Would you transcribe the line containing "Where can the dirt ground" and every line after it, through the end of the records below, exactly and with nothing else?

# # #

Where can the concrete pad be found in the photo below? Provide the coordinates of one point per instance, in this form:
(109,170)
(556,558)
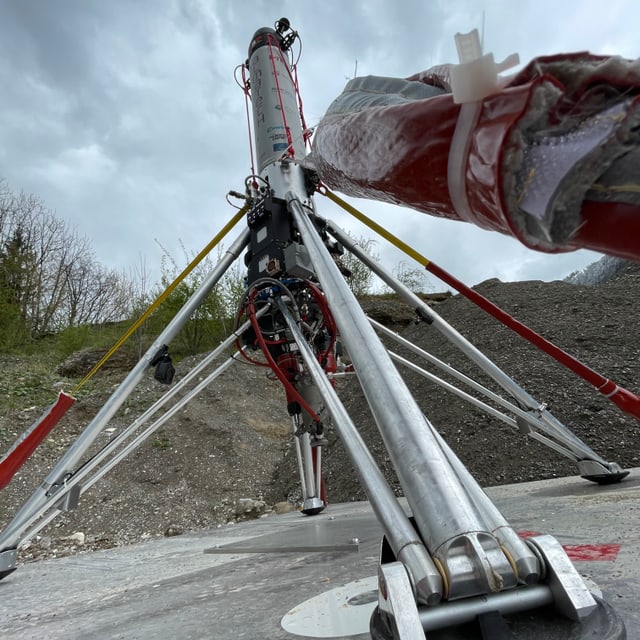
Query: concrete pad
(314,575)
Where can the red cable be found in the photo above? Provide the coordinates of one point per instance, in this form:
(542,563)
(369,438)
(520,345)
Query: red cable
(292,391)
(247,98)
(270,40)
(623,398)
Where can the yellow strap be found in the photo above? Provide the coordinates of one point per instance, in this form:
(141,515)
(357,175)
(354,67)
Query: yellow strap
(394,240)
(163,296)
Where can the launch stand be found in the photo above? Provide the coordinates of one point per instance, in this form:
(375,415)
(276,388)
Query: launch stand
(456,560)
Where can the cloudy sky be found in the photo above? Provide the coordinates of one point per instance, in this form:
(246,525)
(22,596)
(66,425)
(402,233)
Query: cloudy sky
(124,116)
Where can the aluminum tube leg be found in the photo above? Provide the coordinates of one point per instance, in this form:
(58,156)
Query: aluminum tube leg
(450,525)
(11,535)
(489,367)
(527,565)
(303,479)
(401,535)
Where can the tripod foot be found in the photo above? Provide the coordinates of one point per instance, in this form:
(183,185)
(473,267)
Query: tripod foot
(603,623)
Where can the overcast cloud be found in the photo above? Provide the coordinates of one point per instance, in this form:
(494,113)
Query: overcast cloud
(124,116)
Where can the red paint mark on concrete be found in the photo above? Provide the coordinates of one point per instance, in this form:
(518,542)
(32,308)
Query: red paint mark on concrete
(584,552)
(588,552)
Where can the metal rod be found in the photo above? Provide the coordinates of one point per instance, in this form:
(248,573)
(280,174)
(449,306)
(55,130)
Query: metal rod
(131,446)
(398,530)
(296,439)
(308,465)
(507,602)
(450,525)
(474,354)
(32,508)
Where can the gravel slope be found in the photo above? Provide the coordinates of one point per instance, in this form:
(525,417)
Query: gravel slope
(228,454)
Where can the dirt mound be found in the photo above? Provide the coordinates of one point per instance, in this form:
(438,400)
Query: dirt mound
(229,454)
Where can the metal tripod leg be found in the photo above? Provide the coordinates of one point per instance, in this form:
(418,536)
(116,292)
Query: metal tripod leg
(535,415)
(450,525)
(43,497)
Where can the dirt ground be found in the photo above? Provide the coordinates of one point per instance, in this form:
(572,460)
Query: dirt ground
(229,454)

# # #

**Output for this exercise:**
Where can the dirt ground be found in the photo above? Provide the coordinates of one point per instance, in this form:
(572,460)
Query: dirt ground
(229,454)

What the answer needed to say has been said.